» **Task**
Count the lines below that contain the string "soccer". Reply with that number alone.

» **Exercise material**
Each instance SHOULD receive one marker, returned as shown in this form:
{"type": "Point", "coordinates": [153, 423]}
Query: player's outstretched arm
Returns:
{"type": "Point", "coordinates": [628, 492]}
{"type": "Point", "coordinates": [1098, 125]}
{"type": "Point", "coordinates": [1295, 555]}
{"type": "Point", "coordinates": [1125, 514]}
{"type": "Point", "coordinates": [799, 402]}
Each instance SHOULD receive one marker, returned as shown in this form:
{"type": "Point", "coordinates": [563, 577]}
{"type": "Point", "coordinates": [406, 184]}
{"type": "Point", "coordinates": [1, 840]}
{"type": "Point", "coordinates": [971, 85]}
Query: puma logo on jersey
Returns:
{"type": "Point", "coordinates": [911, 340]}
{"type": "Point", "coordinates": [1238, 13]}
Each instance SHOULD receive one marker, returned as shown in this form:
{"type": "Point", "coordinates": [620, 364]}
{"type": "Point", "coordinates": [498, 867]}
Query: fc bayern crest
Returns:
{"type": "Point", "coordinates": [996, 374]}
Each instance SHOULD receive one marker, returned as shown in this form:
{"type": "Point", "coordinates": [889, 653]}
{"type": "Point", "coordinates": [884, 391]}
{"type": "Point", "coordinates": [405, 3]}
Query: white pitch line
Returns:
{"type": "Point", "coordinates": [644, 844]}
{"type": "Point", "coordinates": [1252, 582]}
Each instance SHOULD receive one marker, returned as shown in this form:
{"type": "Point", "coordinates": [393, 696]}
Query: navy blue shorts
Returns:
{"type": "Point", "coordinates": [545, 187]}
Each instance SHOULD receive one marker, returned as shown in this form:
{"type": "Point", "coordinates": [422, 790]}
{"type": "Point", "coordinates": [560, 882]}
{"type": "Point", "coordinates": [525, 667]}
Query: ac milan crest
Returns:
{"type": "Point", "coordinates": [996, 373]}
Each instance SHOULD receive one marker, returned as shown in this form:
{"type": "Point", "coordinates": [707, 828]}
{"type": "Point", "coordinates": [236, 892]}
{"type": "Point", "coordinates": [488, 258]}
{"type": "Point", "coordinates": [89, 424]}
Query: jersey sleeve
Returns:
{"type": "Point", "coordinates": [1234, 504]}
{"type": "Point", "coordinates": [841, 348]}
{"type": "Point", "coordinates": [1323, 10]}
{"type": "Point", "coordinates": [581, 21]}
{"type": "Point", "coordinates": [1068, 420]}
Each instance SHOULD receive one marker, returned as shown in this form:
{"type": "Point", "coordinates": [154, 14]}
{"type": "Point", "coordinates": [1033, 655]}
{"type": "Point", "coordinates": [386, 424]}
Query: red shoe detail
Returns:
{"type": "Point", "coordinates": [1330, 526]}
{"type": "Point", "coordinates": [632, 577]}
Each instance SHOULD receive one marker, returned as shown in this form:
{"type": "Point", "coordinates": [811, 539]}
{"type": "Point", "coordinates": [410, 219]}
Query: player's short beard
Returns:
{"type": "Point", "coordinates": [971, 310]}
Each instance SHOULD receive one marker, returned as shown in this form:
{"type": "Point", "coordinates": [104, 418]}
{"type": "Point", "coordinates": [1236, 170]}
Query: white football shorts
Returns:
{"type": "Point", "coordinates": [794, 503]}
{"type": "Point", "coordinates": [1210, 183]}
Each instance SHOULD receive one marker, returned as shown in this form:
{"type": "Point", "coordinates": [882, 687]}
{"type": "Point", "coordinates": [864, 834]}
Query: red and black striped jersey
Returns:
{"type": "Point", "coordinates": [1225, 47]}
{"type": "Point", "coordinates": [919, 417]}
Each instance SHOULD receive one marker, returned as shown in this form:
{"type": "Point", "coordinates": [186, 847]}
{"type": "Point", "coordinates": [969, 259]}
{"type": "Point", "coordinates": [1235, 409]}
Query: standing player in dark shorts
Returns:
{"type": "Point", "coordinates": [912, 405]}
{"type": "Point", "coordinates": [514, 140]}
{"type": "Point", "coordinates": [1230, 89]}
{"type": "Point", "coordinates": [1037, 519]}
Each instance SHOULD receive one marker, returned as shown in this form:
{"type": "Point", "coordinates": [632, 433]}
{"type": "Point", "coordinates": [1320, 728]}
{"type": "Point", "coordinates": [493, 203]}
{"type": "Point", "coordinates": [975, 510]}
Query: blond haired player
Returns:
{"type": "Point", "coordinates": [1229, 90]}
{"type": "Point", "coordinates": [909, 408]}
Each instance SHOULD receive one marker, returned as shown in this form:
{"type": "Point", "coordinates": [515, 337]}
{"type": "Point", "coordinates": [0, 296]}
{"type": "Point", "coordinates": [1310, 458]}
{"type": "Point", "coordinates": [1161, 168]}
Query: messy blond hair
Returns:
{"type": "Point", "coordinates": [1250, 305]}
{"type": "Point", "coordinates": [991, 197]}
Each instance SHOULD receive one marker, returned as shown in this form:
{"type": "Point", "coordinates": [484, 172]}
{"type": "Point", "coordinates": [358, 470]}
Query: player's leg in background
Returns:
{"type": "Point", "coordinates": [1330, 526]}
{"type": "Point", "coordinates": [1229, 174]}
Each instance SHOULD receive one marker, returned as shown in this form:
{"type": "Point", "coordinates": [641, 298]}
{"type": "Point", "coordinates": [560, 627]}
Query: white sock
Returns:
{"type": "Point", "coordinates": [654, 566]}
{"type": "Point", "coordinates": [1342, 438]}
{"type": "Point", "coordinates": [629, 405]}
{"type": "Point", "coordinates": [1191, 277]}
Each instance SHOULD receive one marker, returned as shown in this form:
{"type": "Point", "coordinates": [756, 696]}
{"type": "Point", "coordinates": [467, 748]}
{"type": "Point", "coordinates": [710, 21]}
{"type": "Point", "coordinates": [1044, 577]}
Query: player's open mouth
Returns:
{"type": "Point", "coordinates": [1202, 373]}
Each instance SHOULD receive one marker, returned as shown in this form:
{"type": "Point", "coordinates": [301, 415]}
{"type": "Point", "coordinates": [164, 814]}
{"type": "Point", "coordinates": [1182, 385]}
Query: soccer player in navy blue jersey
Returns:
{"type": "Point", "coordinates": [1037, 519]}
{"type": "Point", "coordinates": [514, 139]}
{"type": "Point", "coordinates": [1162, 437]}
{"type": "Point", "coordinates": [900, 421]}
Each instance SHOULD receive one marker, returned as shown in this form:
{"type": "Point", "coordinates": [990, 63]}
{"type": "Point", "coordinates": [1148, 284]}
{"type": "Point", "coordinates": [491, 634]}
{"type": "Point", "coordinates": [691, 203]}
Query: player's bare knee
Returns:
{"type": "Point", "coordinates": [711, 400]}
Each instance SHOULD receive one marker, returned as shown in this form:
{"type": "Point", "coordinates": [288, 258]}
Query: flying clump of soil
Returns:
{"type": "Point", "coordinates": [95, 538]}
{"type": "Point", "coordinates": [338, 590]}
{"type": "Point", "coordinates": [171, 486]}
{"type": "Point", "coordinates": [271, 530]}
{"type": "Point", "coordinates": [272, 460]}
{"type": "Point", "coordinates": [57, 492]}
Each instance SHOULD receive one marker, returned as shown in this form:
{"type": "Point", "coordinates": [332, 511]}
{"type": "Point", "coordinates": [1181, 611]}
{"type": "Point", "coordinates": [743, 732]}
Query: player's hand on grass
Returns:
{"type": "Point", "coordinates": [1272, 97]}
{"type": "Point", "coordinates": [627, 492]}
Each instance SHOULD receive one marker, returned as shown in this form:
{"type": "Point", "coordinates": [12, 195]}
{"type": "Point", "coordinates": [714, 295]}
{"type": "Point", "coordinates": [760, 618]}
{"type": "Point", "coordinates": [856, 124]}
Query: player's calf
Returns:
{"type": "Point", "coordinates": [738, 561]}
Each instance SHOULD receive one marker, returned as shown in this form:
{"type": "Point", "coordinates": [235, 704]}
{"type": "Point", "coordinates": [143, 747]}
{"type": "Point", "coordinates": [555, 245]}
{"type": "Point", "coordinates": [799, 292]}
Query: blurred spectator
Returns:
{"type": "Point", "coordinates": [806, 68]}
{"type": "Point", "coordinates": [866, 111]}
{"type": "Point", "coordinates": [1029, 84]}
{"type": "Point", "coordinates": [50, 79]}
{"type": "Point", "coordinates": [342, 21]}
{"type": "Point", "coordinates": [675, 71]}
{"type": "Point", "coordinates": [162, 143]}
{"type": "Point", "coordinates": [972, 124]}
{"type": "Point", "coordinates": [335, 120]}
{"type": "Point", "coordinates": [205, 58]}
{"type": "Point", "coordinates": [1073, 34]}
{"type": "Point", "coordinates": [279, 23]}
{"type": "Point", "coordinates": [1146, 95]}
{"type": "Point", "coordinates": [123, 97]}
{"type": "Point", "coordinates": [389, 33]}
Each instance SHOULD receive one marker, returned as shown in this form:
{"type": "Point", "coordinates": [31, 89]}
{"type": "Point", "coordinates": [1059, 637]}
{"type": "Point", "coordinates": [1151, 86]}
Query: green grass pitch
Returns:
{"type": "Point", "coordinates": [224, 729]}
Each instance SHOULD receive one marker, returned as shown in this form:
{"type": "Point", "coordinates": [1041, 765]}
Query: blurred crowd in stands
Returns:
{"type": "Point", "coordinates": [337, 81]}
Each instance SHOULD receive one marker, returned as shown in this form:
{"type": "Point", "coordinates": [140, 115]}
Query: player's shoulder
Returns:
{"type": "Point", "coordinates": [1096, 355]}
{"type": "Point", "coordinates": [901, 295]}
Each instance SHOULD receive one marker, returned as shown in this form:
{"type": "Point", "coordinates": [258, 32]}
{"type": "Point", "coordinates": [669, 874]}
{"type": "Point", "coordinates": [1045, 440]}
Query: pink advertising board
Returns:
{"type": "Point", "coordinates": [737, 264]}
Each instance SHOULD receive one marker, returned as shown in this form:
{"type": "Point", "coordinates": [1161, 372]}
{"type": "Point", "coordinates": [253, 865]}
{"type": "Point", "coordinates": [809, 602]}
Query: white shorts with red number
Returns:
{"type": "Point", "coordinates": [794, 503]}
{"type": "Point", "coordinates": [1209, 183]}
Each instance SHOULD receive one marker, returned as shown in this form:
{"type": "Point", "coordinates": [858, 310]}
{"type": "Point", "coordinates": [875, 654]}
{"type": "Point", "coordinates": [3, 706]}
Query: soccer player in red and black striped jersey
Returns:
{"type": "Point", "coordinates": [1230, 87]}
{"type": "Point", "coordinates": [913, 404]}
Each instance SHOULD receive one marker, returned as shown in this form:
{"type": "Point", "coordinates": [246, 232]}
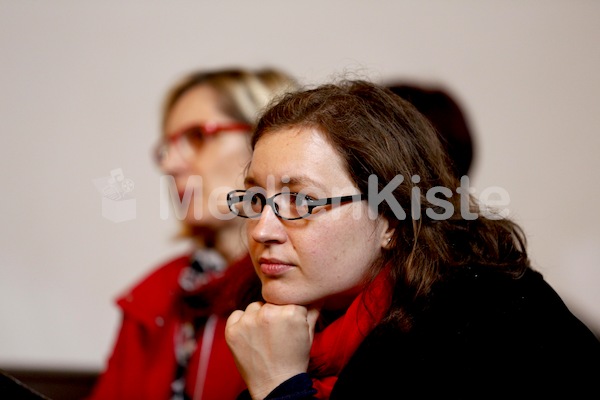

» **Solution for this task**
2